■ WHAT THE EXERCISE ASKS ■
Write out each of the lines below exactly, without altering any character.

[Collected data]
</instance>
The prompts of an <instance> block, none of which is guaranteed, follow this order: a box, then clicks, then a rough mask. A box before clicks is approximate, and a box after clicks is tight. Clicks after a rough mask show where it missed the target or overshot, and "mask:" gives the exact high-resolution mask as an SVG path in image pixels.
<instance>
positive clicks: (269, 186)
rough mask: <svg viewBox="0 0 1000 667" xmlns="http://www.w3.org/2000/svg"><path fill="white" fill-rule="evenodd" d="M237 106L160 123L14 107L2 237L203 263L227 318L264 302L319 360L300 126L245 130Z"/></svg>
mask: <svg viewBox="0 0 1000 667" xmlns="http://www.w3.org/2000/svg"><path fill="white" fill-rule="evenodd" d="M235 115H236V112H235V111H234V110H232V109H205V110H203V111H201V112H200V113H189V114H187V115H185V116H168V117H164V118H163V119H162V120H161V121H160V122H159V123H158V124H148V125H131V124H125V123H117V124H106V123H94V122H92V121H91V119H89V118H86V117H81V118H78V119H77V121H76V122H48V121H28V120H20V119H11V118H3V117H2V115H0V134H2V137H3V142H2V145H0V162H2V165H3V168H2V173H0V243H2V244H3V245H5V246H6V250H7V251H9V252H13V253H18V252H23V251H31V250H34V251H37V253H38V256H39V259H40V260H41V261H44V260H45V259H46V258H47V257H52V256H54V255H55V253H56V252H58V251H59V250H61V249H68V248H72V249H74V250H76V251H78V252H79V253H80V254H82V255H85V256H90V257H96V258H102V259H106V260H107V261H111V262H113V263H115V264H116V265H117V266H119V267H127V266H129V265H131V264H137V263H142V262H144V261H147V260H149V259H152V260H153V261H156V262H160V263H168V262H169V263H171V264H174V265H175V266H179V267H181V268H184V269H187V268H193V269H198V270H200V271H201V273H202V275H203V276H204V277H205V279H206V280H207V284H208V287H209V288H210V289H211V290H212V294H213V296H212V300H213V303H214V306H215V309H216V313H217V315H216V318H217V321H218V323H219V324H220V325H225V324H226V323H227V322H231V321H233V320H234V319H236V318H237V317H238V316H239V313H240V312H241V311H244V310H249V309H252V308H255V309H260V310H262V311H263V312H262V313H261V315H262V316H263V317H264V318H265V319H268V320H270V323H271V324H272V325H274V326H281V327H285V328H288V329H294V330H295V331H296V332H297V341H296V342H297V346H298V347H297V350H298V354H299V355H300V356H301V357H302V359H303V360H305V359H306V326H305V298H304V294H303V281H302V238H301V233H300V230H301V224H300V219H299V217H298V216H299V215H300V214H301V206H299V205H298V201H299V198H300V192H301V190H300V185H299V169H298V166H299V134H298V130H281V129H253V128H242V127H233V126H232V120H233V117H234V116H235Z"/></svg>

■ RESULT OF THE TASK ■
</instance>
The prompts of an <instance> block, none of which is guaranteed, follow this order: a box, then clicks, then a rough mask. A box before clicks is approximate, and a box after clicks is tight. Clicks after a rough mask show where it missed the target or overshot, and "mask:" gives the exact high-resolution mask as an SVG path in image pixels.
<instance>
positive clicks: (269, 186)
rough mask: <svg viewBox="0 0 1000 667" xmlns="http://www.w3.org/2000/svg"><path fill="white" fill-rule="evenodd" d="M237 106L160 123L14 107L2 237L203 263L227 318L264 302L319 360L300 126L245 130Z"/></svg>
mask: <svg viewBox="0 0 1000 667" xmlns="http://www.w3.org/2000/svg"><path fill="white" fill-rule="evenodd" d="M235 115H236V112H235V111H234V110H232V109H205V110H203V111H201V112H200V113H189V114H187V115H185V116H168V117H164V118H163V119H162V120H161V121H160V122H159V123H158V124H148V125H131V124H125V123H117V124H106V123H94V122H92V121H91V119H89V118H86V117H81V118H78V119H77V121H76V122H48V121H28V120H20V119H11V118H3V117H2V115H0V134H2V137H3V142H2V145H0V162H2V165H3V168H2V173H0V243H2V244H3V245H5V246H6V250H7V251H9V252H13V253H18V252H23V251H31V250H34V251H37V253H38V256H39V259H40V260H41V261H44V260H45V259H46V258H47V257H52V256H54V255H55V253H56V252H58V251H59V250H61V249H68V248H72V249H74V250H76V251H78V252H79V253H80V254H82V255H85V256H90V257H96V258H102V259H106V260H107V261H111V262H113V263H115V264H116V265H117V266H119V267H127V266H129V265H131V264H137V263H142V262H144V261H147V260H149V259H152V260H153V261H156V262H160V263H168V262H169V263H171V264H174V265H175V266H179V267H181V268H184V269H187V268H193V269H198V270H200V271H201V273H202V275H203V276H204V277H205V279H206V280H207V284H208V287H209V288H210V289H211V290H212V294H213V296H212V300H213V303H214V306H215V309H216V313H217V315H216V318H217V321H218V323H219V324H220V325H225V324H226V323H227V322H231V321H233V320H234V319H236V318H237V317H238V316H239V313H240V312H241V311H244V310H249V309H252V308H255V309H260V310H262V311H263V312H262V313H261V315H262V316H263V317H264V318H265V319H268V320H270V323H271V324H272V325H274V326H281V327H285V328H288V329H294V330H295V331H296V332H297V341H296V342H297V346H298V347H297V350H298V354H299V355H300V356H301V357H302V359H303V360H305V359H306V326H305V298H304V294H303V281H302V238H301V233H300V230H301V224H300V219H299V217H298V216H299V215H300V214H301V206H299V205H298V201H299V198H300V192H301V190H300V185H299V169H298V166H299V134H298V130H281V129H253V128H242V127H233V126H232V120H233V117H234V116H235Z"/></svg>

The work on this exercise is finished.